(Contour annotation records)

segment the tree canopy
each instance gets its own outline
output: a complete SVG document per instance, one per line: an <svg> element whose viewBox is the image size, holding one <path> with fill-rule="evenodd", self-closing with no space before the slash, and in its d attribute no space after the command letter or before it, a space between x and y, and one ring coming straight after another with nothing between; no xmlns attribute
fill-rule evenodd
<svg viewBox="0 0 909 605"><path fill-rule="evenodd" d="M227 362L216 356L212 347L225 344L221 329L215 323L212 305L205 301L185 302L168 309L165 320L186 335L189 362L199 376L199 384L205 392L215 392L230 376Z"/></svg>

* * *

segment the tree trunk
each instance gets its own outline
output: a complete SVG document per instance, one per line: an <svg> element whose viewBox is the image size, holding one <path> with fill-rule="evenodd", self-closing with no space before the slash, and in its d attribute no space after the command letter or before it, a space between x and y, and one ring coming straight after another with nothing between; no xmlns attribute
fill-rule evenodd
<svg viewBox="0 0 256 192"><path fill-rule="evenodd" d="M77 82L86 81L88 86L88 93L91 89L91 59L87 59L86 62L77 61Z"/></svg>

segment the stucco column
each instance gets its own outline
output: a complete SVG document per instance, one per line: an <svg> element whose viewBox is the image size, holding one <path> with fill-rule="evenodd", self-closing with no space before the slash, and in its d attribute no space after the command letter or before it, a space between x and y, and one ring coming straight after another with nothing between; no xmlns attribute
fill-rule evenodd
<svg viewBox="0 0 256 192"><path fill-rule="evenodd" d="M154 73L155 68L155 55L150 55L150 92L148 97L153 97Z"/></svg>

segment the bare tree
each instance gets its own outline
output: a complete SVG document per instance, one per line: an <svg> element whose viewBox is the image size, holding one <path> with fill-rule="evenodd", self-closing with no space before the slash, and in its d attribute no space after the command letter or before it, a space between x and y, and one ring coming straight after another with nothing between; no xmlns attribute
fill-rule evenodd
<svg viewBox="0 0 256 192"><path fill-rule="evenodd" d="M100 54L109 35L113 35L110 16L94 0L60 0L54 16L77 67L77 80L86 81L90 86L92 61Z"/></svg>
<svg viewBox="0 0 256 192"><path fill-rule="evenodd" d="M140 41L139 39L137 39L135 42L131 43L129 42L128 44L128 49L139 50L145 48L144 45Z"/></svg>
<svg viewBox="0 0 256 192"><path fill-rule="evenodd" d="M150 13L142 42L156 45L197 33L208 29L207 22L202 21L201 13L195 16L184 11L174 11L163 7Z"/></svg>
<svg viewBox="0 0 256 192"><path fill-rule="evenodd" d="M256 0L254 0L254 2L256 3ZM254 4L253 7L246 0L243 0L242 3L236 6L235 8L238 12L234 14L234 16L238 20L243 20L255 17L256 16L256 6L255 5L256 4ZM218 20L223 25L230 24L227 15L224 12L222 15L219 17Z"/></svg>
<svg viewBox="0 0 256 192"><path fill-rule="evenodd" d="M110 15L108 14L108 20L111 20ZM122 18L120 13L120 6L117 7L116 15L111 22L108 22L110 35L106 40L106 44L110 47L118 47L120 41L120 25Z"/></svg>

Task objective: Write out again the rows between the line holding "segment the bare tree" and the line holding "13L142 42L156 45L197", inclusive, swapping "instance" for "object" and leaving everything else as it is.

Solution for this exercise:
segment the bare tree
each object gets its own outline
output: a complete SVG document per object, one per line: an <svg> element whose viewBox is the image size, holding one <path> with fill-rule="evenodd", self-closing with no space before the slash, and in its d attribute no space after the command letter or before it, a space between x and y, and one ring coming straight after another with nothing between; no xmlns attribute
fill-rule evenodd
<svg viewBox="0 0 256 192"><path fill-rule="evenodd" d="M100 54L109 35L113 35L110 16L94 0L60 0L54 16L77 67L77 80L86 81L90 86L92 61Z"/></svg>
<svg viewBox="0 0 256 192"><path fill-rule="evenodd" d="M140 41L139 39L137 39L135 42L131 43L129 42L128 44L128 49L139 50L145 48L144 45Z"/></svg>
<svg viewBox="0 0 256 192"><path fill-rule="evenodd" d="M150 13L142 42L156 45L197 33L208 29L207 22L202 21L201 13L195 16L184 11L174 11L163 7Z"/></svg>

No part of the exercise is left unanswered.